------ DATA RECORDS

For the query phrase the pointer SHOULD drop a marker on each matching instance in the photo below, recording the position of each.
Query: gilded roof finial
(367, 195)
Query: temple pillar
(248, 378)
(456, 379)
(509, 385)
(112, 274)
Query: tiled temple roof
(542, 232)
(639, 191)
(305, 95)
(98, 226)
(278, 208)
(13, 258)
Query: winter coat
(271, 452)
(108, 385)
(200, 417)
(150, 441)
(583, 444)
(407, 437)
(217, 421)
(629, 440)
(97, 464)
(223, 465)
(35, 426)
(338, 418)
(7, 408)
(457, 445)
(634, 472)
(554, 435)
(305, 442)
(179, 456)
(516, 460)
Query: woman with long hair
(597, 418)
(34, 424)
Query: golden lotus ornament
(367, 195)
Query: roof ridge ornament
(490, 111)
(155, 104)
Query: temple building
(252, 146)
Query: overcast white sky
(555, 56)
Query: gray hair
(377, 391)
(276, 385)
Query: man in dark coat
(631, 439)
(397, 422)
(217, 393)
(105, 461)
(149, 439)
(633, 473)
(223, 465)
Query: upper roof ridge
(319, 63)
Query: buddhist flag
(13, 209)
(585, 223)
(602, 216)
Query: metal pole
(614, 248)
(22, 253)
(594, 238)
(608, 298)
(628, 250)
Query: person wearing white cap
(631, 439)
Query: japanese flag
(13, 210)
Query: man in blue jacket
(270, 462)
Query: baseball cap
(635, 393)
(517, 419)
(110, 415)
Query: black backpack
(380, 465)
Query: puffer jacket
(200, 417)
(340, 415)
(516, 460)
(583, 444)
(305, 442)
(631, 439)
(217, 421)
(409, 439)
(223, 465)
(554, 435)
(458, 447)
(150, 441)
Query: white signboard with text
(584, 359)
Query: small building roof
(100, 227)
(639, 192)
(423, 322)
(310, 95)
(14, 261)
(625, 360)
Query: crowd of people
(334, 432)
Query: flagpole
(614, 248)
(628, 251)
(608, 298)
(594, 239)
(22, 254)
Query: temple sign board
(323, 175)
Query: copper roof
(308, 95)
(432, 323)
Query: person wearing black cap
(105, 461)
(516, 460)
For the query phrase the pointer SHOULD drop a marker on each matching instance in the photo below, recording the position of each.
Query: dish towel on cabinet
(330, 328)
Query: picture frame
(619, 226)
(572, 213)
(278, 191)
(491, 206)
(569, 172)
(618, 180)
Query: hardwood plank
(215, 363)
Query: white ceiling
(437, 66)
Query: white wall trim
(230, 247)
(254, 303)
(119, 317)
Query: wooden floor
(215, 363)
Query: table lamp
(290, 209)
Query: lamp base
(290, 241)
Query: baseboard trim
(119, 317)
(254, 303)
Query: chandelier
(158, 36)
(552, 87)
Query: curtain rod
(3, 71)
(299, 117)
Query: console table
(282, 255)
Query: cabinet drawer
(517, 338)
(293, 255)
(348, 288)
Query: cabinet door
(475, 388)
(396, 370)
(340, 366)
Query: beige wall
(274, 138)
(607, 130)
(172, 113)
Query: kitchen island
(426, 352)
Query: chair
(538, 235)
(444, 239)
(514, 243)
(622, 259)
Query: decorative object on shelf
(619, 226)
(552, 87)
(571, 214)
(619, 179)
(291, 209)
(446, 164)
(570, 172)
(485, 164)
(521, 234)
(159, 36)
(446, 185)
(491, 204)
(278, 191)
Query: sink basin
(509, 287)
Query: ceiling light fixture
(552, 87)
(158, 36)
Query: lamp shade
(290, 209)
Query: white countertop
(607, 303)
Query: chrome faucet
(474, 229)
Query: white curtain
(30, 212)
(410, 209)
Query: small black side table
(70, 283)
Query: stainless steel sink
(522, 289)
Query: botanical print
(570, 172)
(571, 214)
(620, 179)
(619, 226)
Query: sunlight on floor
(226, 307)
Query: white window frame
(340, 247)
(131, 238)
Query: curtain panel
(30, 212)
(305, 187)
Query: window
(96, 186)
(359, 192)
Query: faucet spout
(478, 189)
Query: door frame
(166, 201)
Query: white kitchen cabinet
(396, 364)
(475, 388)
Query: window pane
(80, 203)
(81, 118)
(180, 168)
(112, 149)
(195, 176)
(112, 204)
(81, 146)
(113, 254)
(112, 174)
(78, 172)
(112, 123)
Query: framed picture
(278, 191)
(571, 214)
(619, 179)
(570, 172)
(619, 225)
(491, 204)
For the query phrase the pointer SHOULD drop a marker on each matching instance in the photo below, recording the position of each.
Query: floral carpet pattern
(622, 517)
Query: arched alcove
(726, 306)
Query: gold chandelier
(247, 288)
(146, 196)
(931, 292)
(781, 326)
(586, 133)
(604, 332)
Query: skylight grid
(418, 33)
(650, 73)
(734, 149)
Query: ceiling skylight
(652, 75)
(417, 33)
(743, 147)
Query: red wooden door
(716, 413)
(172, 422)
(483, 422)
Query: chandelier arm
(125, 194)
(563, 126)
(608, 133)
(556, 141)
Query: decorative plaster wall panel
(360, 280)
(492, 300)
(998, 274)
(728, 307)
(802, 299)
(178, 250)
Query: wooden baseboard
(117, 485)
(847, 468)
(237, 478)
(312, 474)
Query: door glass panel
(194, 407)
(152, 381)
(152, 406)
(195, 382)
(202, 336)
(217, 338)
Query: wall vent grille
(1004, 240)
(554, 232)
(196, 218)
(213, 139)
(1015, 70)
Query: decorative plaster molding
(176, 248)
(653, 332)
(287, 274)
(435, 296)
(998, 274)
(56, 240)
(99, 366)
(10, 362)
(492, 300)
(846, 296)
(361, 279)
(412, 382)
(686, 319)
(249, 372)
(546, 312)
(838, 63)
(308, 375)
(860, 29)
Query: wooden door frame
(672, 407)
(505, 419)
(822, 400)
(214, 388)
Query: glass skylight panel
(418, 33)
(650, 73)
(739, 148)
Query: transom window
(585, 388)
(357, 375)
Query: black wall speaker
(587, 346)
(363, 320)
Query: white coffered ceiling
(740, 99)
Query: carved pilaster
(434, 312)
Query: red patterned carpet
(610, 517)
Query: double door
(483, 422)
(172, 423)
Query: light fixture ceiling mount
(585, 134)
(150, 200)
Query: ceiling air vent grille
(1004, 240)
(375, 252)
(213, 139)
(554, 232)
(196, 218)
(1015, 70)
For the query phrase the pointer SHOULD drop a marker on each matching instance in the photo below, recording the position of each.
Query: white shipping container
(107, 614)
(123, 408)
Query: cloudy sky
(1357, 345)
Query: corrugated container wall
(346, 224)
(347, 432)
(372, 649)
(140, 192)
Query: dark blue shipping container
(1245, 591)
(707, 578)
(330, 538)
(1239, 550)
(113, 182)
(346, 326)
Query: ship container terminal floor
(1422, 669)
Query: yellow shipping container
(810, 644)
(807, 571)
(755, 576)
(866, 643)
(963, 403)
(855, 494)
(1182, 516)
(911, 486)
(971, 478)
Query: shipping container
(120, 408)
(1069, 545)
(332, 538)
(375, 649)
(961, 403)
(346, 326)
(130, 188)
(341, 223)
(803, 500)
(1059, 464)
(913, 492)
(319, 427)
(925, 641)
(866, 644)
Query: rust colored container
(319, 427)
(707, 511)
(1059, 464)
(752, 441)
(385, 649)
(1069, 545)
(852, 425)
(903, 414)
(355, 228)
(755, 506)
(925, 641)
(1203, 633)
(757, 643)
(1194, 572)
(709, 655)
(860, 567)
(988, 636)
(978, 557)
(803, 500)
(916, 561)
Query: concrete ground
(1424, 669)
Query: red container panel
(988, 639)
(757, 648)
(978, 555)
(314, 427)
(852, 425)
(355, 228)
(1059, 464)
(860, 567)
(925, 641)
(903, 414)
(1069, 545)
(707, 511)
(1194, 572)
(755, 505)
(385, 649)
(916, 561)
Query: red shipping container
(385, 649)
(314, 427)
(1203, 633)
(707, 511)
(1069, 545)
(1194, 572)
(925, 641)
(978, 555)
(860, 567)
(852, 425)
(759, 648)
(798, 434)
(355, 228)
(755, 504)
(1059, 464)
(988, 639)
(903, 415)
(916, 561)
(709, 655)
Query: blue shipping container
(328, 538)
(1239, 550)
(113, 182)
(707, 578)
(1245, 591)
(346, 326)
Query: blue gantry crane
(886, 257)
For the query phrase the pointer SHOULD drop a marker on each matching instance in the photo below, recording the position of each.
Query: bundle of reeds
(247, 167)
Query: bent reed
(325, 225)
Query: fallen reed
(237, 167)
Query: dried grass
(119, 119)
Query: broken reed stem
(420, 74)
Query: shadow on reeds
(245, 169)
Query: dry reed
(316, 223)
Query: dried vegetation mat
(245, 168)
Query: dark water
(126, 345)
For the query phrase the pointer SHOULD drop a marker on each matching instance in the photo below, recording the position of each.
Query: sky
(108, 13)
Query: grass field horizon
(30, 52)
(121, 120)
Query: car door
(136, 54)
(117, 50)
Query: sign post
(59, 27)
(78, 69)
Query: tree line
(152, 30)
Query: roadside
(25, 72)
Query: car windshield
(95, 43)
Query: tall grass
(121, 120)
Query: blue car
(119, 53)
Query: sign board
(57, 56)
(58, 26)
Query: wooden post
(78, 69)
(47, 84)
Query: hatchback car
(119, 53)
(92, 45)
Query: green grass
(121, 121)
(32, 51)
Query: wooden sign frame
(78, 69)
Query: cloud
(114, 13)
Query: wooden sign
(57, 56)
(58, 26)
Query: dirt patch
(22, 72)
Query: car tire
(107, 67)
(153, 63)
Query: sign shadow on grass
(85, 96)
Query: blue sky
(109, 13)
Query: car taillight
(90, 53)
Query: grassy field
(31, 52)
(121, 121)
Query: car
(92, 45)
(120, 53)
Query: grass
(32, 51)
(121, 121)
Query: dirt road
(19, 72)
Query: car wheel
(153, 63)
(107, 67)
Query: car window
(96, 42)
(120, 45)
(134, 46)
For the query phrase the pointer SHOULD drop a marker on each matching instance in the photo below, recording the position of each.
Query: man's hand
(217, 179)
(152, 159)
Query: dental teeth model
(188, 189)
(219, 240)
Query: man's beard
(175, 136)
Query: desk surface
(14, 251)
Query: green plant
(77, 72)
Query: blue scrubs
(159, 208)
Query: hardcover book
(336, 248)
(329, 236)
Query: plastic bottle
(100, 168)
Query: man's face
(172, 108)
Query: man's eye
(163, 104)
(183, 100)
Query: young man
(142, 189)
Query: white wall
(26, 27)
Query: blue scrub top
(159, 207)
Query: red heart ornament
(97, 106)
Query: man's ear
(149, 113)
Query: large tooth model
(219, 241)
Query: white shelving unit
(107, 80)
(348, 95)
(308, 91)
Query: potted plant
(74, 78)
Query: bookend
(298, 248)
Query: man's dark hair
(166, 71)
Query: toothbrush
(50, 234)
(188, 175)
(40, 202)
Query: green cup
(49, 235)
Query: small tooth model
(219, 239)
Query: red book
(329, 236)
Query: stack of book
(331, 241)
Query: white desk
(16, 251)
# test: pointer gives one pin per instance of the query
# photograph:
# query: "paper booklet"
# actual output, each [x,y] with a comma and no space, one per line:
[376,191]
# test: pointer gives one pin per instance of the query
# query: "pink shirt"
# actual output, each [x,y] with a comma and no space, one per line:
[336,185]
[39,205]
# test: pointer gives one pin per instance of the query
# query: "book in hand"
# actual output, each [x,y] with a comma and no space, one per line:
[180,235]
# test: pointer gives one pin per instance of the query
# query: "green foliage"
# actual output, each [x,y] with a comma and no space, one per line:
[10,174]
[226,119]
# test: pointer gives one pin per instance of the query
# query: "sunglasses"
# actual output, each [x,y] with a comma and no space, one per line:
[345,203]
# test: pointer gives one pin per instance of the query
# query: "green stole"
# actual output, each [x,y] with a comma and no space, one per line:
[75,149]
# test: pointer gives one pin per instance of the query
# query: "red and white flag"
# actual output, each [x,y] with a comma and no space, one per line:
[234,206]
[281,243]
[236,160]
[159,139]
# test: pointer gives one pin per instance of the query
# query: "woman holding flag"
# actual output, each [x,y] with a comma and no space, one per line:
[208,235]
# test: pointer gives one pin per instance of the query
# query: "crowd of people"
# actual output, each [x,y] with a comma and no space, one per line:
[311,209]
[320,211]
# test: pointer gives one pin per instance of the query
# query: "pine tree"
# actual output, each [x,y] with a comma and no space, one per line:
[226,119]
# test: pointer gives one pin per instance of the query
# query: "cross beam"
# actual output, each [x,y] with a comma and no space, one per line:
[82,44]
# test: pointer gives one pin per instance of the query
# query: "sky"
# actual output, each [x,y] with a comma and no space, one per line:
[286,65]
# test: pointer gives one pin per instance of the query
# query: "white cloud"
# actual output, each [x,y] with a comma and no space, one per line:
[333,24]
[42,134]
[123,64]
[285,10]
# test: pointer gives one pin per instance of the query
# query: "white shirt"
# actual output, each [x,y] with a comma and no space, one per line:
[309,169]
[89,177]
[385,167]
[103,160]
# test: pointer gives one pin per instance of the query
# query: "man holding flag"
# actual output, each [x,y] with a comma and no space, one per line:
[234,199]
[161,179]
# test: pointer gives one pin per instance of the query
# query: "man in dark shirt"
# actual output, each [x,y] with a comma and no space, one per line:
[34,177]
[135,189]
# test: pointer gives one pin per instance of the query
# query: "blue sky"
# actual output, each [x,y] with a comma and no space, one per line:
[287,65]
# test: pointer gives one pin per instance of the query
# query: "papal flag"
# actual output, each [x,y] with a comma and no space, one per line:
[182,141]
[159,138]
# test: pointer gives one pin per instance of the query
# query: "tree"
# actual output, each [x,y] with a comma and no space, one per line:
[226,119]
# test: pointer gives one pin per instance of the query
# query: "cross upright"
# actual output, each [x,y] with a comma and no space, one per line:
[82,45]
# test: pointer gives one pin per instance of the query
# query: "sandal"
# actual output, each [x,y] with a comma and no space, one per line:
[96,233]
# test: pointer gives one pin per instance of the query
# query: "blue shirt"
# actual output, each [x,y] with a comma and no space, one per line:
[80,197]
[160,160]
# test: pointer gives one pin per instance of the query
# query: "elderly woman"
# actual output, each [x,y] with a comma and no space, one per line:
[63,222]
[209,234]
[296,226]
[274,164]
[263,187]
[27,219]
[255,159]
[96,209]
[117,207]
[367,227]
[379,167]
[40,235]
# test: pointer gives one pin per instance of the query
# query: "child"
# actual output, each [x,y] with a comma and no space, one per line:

------------

**ASSIGNED TASK**
For the word "cross", show every line of the entries that holds it.

**THE ANSWER**
# query: "cross beam"
# query: "cross upright"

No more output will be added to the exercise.